-- Opening Marker --

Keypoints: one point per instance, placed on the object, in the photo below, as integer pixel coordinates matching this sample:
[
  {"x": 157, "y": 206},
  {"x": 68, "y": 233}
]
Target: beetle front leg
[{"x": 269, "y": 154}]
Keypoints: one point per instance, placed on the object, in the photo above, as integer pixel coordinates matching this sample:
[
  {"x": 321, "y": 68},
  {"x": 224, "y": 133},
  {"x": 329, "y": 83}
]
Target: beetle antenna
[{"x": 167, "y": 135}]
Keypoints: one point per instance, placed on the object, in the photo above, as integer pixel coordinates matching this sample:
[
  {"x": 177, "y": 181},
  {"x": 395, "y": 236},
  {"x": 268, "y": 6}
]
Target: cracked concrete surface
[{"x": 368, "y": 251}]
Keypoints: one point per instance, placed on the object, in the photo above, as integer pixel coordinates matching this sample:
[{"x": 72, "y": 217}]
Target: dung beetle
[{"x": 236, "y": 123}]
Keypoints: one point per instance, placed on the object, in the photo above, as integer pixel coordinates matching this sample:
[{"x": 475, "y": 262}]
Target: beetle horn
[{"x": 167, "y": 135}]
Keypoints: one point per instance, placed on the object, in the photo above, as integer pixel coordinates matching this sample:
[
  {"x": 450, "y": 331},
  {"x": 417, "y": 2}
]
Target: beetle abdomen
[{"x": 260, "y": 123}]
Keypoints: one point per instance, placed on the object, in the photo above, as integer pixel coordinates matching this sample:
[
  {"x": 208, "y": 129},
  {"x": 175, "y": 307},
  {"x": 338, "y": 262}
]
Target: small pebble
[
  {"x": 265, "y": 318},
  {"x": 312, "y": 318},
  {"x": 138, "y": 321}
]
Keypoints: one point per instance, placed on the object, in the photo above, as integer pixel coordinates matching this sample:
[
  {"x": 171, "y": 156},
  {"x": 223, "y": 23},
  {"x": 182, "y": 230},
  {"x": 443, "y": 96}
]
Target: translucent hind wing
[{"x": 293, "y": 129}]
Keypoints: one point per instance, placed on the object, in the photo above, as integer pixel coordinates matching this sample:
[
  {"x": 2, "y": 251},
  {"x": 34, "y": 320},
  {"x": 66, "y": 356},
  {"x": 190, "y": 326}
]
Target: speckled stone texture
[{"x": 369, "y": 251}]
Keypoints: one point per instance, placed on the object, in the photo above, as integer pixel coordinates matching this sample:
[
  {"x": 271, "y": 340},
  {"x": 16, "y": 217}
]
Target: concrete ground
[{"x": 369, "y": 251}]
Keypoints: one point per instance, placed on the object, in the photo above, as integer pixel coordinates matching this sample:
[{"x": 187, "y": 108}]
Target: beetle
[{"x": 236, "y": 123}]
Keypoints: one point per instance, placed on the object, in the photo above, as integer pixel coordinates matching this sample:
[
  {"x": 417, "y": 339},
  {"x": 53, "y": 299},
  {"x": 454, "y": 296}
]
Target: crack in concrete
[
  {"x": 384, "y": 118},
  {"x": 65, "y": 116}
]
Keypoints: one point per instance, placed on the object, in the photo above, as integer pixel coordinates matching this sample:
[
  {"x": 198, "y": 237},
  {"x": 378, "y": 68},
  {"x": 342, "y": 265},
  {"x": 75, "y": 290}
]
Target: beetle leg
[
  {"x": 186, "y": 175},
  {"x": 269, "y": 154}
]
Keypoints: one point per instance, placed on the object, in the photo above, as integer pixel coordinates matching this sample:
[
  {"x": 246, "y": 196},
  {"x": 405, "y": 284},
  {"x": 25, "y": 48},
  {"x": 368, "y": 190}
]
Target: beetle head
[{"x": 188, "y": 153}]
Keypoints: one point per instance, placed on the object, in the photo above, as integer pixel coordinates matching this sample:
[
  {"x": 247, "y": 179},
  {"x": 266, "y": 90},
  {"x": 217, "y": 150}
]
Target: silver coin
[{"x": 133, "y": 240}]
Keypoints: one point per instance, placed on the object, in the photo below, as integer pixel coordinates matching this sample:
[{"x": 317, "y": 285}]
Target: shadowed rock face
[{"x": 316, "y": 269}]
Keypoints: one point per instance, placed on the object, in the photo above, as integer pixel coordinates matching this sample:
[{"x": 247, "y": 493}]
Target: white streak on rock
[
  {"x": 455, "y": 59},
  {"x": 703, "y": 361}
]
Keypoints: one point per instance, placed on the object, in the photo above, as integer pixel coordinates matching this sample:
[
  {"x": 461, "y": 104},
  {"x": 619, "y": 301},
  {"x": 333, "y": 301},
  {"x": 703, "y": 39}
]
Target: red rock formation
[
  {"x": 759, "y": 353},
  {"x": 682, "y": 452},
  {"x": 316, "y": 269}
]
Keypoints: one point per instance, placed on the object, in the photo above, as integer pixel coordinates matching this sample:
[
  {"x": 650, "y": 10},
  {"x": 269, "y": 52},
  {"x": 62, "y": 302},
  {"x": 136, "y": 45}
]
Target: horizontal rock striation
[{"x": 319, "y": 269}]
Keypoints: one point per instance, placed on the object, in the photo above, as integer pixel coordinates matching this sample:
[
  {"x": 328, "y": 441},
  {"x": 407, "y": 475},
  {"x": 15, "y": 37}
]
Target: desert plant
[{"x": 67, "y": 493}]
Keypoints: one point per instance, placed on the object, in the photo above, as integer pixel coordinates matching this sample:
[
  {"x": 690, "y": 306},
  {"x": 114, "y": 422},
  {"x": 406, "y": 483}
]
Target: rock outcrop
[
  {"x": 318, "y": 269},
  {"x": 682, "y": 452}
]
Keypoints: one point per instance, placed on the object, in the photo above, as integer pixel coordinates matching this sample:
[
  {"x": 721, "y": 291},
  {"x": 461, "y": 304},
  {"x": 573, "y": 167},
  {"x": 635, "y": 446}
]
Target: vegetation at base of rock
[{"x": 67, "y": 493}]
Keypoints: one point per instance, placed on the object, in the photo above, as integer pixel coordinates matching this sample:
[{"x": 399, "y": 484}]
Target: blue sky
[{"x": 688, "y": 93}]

-- Closing Marker --

◆ To do
Every entry, from top to bottom, should be repeated word for word.

◆ Task answer
Keypoints: one point per instance, placed on the object, in the photo below, as integer pixel coordinates matching this sample:
[
  {"x": 157, "y": 206},
  {"x": 68, "y": 233}
]
Target: beetle front leg
[{"x": 269, "y": 154}]
Keypoints: one point per instance, placed on the object, in the photo above, as integer pixel coordinates matching this sample:
[
  {"x": 321, "y": 68},
  {"x": 224, "y": 133},
  {"x": 329, "y": 83}
]
Target: beetle antenna
[{"x": 167, "y": 135}]
Keypoints: one point per instance, placed on the object, in the photo above, as integer pixel coordinates matching this sample:
[
  {"x": 177, "y": 181},
  {"x": 395, "y": 236},
  {"x": 268, "y": 6}
]
Target: cracked concrete surface
[{"x": 368, "y": 251}]
Keypoints: one point per instance, placed on the object, in the photo above, as integer pixel coordinates matching this sample:
[{"x": 72, "y": 217}]
Target: dung beetle
[{"x": 236, "y": 123}]
Keypoints: one point per instance, placed on the object, in the photo above, as integer pixel coordinates matching this sample:
[{"x": 475, "y": 262}]
Target: beetle horn
[{"x": 167, "y": 135}]
Keypoints: one point per instance, placed on the object, in the photo above, as integer pixel coordinates matching this sample:
[
  {"x": 450, "y": 331},
  {"x": 417, "y": 2}
]
Target: beetle abdomen
[{"x": 260, "y": 123}]
Keypoints: one point per instance, placed on the object, in the photo above, as integer pixel coordinates matching this sample:
[
  {"x": 208, "y": 129},
  {"x": 175, "y": 307},
  {"x": 338, "y": 262}
]
Target: small pebble
[
  {"x": 265, "y": 318},
  {"x": 312, "y": 318},
  {"x": 138, "y": 321}
]
Keypoints: one point per instance, placed on the object, in the photo above, as integer pixel coordinates matching this sample:
[
  {"x": 171, "y": 156},
  {"x": 223, "y": 23},
  {"x": 182, "y": 230},
  {"x": 443, "y": 96}
]
Target: translucent hind wing
[{"x": 293, "y": 129}]
Keypoints: one point per instance, placed on the object, in the photo above, as integer pixel coordinates matching this sample:
[
  {"x": 2, "y": 251},
  {"x": 34, "y": 320},
  {"x": 66, "y": 356},
  {"x": 190, "y": 326}
]
Target: speckled stone texture
[{"x": 369, "y": 251}]
Keypoints: one point per instance, placed on the object, in the photo above, as integer pixel coordinates matching this sample:
[
  {"x": 271, "y": 340},
  {"x": 16, "y": 217}
]
Target: concrete ground
[{"x": 369, "y": 251}]
Keypoints: one point per instance, placed on the object, in the photo above, as integer pixel coordinates matching this sample:
[{"x": 187, "y": 108}]
Target: beetle
[{"x": 236, "y": 123}]
Keypoints: one point per instance, placed on the object, in the photo above, as integer pixel coordinates matching this sample:
[
  {"x": 417, "y": 339},
  {"x": 53, "y": 299},
  {"x": 454, "y": 296}
]
Target: crack in concrete
[
  {"x": 384, "y": 118},
  {"x": 65, "y": 116}
]
Keypoints: one point per instance, placed on the object, in the photo above, as integer pixel coordinates matching this sample:
[
  {"x": 198, "y": 237},
  {"x": 378, "y": 68},
  {"x": 342, "y": 265},
  {"x": 75, "y": 290}
]
Target: beetle leg
[
  {"x": 186, "y": 175},
  {"x": 269, "y": 154}
]
Keypoints: one point per instance, placed on the object, in the photo above, as integer pixel coordinates matching this sample:
[
  {"x": 246, "y": 196},
  {"x": 405, "y": 284},
  {"x": 25, "y": 48},
  {"x": 368, "y": 190}
]
Target: beetle head
[{"x": 188, "y": 153}]
Keypoints: one point per instance, placed on the object, in the photo above, as integer pixel coordinates matching this sample:
[
  {"x": 247, "y": 179},
  {"x": 266, "y": 90},
  {"x": 217, "y": 150}
]
Target: silver coin
[{"x": 133, "y": 240}]
Keypoints: one point per instance, placed on the object, in the photo below, as integer pixel coordinates matching this sample:
[{"x": 317, "y": 285}]
Target: shadowed rock face
[{"x": 316, "y": 269}]
Keypoints: one point per instance, placed on the object, in the photo above, as integer pixel coordinates matching this sample:
[{"x": 247, "y": 493}]
Target: white streak on rock
[
  {"x": 455, "y": 59},
  {"x": 703, "y": 361}
]
Keypoints: one point per instance, placed on the object, in the photo above, as integer pixel coordinates matching this sample:
[
  {"x": 461, "y": 104},
  {"x": 619, "y": 301},
  {"x": 333, "y": 301},
  {"x": 703, "y": 39}
]
Target: red rock formation
[
  {"x": 759, "y": 353},
  {"x": 682, "y": 452},
  {"x": 316, "y": 269}
]
Keypoints: one point per instance, placed on the object, in the photo above, as integer pixel coordinates matching this sample:
[
  {"x": 650, "y": 10},
  {"x": 269, "y": 52},
  {"x": 62, "y": 302},
  {"x": 136, "y": 45}
]
Target: horizontal rock striation
[{"x": 319, "y": 269}]
Keypoints: one point per instance, placed on the object, in the photo above, as integer pixel coordinates matching this sample:
[
  {"x": 328, "y": 441},
  {"x": 407, "y": 475},
  {"x": 15, "y": 37}
]
Target: desert plant
[{"x": 67, "y": 493}]
Keypoints: one point per instance, placed on the object, in the photo above, as integer pixel coordinates matching this sample:
[
  {"x": 690, "y": 306},
  {"x": 114, "y": 422},
  {"x": 406, "y": 483}
]
Target: rock outcrop
[
  {"x": 318, "y": 269},
  {"x": 682, "y": 452}
]
Keypoints: one point per instance, placed on the object, in the photo above, as integer pixel coordinates matching this sample:
[
  {"x": 721, "y": 291},
  {"x": 461, "y": 304},
  {"x": 573, "y": 167},
  {"x": 635, "y": 446}
]
Target: vegetation at base of rock
[{"x": 67, "y": 493}]
Keypoints: one point per instance, placed on the object, in the photo above, as integer pixel coordinates matching this sample:
[{"x": 399, "y": 484}]
Target: blue sky
[{"x": 688, "y": 93}]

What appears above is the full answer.